▸ Dataset excerpts:
···

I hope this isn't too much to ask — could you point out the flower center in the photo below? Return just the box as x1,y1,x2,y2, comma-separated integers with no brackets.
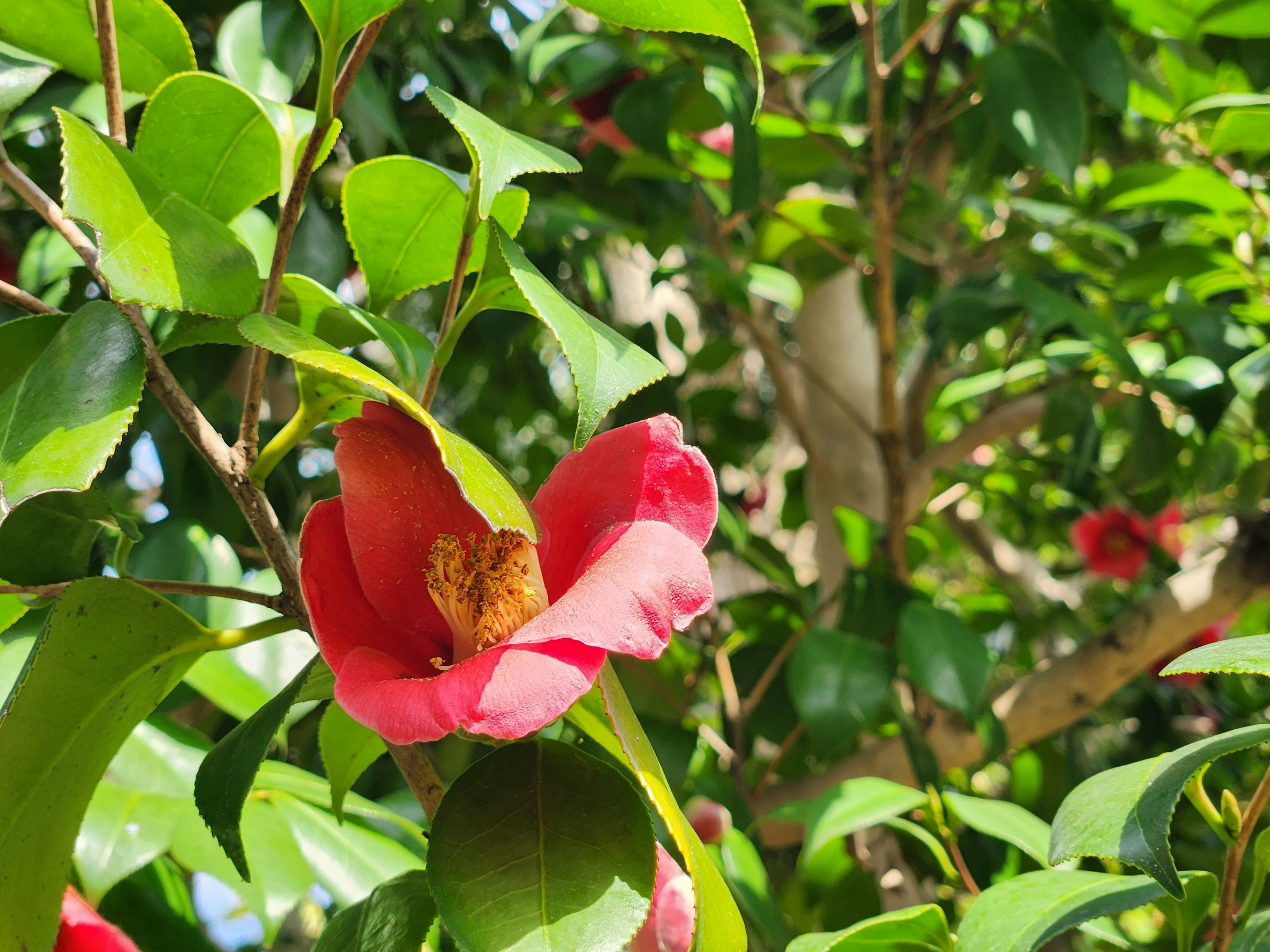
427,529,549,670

···

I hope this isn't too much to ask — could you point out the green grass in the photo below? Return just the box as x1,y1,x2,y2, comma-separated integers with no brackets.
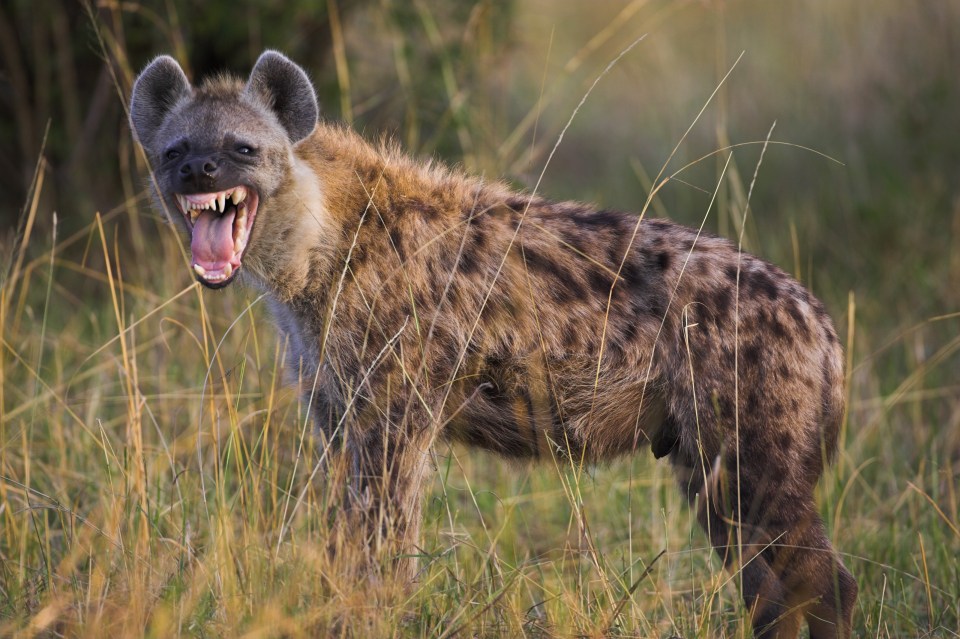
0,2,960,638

···

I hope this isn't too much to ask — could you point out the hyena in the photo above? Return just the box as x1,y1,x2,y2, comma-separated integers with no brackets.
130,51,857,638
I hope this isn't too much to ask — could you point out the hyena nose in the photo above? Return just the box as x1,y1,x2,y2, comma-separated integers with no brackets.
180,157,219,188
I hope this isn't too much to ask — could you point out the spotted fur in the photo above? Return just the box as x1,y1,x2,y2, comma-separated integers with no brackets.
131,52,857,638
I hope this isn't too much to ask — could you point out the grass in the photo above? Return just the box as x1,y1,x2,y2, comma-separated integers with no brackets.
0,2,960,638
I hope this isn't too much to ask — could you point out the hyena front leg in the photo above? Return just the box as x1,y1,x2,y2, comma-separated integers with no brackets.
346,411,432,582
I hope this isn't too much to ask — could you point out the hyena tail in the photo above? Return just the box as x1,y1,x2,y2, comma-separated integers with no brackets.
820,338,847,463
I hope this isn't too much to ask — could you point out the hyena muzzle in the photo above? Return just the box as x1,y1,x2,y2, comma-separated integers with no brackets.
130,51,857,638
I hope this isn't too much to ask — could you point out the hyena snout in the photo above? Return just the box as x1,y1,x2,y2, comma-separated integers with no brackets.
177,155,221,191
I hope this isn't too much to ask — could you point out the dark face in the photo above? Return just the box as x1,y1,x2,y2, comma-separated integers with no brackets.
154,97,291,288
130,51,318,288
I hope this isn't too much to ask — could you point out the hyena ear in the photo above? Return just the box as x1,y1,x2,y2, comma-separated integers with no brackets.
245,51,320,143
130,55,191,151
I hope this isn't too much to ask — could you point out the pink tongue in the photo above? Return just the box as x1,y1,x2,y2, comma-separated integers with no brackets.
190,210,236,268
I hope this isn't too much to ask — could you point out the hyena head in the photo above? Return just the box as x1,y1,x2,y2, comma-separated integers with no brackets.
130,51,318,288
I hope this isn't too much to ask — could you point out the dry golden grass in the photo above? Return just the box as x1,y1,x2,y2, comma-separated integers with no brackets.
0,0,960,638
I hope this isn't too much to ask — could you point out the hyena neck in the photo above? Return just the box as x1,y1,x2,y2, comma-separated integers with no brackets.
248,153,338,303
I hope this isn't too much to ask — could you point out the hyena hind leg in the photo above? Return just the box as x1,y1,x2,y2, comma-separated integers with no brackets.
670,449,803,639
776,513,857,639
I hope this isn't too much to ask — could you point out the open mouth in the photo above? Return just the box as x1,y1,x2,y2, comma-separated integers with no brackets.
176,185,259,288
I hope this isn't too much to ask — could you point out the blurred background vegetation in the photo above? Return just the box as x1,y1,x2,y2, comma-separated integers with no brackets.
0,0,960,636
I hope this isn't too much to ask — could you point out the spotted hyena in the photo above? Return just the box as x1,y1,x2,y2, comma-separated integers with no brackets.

···

▸ Directions for this task: Which lines in the material above contain the word "below"? Copy out each of them in full.

▸ Complete output:
I hope this isn't too much to ask — could you point out the flower center in the photo below? Return just the box as x1,y1,x2,y2, comma-separated integers with no brackets.
I hope this isn't too much to ask — could you point out the green grass in the photo below? Return just the box as x1,y1,x2,y2, comma-separated integers with no brackets.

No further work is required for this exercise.